◆ Passage shown:

For the record, I fully expect shares of the fitness-tracking firm to rally well above the offer price… which will whip the mainstream media into a frenzy and bombard us with the company’s “wildly successful debut.”
Don’t fall for the hype.
And, more importantly, don’t rush out to buy shares for fear of missing out.
The IPO market isn’t set up to reward everyday investors like us. It’s set up to make us the bag holders, not the profiteers.
This could be particularly true when it comes to Fitbit’s IPO. Here’s why…
Fitbit in Perfect IPO Shape… But Investors Beware
IPOs are all about maximizing value for existing owners and private investors.
That line bears rereading, because you and I (i.e., everyday investors) are nowhere to be found in the equation.
Instead, IPOs are all about venture capitalists, investment bankers, and well-heeled insiders raking in the profits. And in this case, we’re dealing with the savviest among them.
On the VC side, I’m talking about Foundry Group, True Ventures, SoftBank Capital, and Qualcomm Ventures, among others.
With so many heavyweights involved – and salivating at the prospects of lining their pockets – it’s no surprise that Fitbit is going public at precisely this time.
The company’s headline financials are off-the-charts impressive. Consider:
- Sales have leapt almost 10-fold in the last two years – from a mere $76 million in 2012 to $745 million in 2014.
- In the most recent quarter, year-over-year sales tripled to $336 million.
- Gross margins have swelled from 41% to 50%.

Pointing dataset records
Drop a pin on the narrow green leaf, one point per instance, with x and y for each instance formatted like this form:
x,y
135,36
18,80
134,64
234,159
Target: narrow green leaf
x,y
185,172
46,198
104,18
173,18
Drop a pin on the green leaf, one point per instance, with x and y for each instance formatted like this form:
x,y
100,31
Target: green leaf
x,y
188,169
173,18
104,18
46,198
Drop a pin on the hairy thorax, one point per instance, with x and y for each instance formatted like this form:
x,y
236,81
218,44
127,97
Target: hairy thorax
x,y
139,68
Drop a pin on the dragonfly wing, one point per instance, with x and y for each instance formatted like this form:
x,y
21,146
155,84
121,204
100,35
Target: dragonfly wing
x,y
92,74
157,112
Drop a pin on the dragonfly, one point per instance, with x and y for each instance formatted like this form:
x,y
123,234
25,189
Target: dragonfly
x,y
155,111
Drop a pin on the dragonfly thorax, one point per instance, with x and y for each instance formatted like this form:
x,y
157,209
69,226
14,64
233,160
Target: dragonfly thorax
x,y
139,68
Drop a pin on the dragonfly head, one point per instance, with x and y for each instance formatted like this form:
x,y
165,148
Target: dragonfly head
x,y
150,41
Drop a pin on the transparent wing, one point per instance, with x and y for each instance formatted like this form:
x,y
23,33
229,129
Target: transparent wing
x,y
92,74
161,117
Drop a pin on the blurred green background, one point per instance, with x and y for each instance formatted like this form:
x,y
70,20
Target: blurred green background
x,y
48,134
* * *
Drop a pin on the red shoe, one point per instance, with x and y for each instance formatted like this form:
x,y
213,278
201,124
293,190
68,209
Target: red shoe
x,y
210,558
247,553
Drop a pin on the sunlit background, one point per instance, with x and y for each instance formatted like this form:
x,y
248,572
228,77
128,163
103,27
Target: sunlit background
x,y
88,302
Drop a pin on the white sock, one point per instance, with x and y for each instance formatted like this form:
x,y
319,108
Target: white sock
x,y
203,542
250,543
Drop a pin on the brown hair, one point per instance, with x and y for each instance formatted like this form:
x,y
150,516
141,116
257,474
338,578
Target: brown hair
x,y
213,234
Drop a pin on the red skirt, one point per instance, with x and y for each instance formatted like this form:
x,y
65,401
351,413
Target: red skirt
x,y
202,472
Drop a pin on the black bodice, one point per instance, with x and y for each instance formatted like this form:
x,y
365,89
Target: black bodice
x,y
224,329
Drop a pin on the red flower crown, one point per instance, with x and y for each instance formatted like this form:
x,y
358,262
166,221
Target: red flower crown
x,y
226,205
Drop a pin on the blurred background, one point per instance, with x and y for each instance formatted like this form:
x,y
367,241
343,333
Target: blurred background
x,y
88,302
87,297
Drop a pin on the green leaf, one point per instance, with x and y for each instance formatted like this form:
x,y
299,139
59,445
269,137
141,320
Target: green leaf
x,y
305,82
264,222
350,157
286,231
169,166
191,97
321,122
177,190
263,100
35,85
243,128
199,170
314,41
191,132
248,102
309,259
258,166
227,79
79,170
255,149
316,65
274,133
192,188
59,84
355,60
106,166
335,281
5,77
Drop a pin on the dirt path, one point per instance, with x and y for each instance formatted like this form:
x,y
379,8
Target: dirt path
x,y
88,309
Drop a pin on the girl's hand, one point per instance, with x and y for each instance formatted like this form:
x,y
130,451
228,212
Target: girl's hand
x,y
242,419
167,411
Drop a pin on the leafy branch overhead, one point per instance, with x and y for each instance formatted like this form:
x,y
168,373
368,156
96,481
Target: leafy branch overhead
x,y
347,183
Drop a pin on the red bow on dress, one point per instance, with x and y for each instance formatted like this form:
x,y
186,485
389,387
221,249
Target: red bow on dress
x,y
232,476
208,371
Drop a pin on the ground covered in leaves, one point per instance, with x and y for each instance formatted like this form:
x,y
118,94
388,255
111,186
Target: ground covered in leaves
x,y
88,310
* * *
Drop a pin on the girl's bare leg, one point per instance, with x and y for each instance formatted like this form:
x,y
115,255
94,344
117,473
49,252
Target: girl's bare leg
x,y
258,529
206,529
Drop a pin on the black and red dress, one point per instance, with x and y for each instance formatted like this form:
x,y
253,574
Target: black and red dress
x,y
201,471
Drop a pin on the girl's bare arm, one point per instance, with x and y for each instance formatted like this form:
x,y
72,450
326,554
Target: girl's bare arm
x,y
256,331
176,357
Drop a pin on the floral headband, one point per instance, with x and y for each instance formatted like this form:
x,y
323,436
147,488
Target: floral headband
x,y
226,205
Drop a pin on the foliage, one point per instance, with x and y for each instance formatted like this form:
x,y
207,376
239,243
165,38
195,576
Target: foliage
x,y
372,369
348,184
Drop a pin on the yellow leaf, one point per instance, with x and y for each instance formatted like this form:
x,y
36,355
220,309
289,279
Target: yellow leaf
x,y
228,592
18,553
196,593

◆ Exercise requirements:
1 – Count the lines of the records that contain the string "wing", and give only that number.
2 – Write the next part of the piece on Fitbit's IPO, picking up right after its last line.

◆ Answers for the tasks:
1 – 4

2 –
- Fitbit is profitable – a rarity for IPOs.
- And Fitbit’s global market share checks in at a chart-topping 34%.
As Jan Dawson, analyst at Jackdaw Research, said, “These revenue growth and margin metrics help to explain why the company is going for an IPO now – the numbers are very, very good.”
Indeed! And there’s no better time to demand top dollar than when a business is firing on all cylinders.
The Wearable Rampage
What makes the timing even more compelling – and reinforcing the “it’s going to get even better” storyline for Fitbit – is the fact that the wearable technology market appears poised to launch into the stratosphere.
Tech research firm IDC expects wearable device shipments to triple from 21 million in 2014 to 144 million in 2017.
And we’re well on the way, too, as first-quarter wearable device sales soared by 200%.
Simply put, the market is as ripe as it possibly could be for early investors to monetize their investment in Fitbit.
So much so, in fact, that the company was able to increase the size and price of its IPO.
Fitbit now expects to offer 34.5 million shares between $17 and $19, compared to earlier plans to offer 29.85 million shares between $14 and $16.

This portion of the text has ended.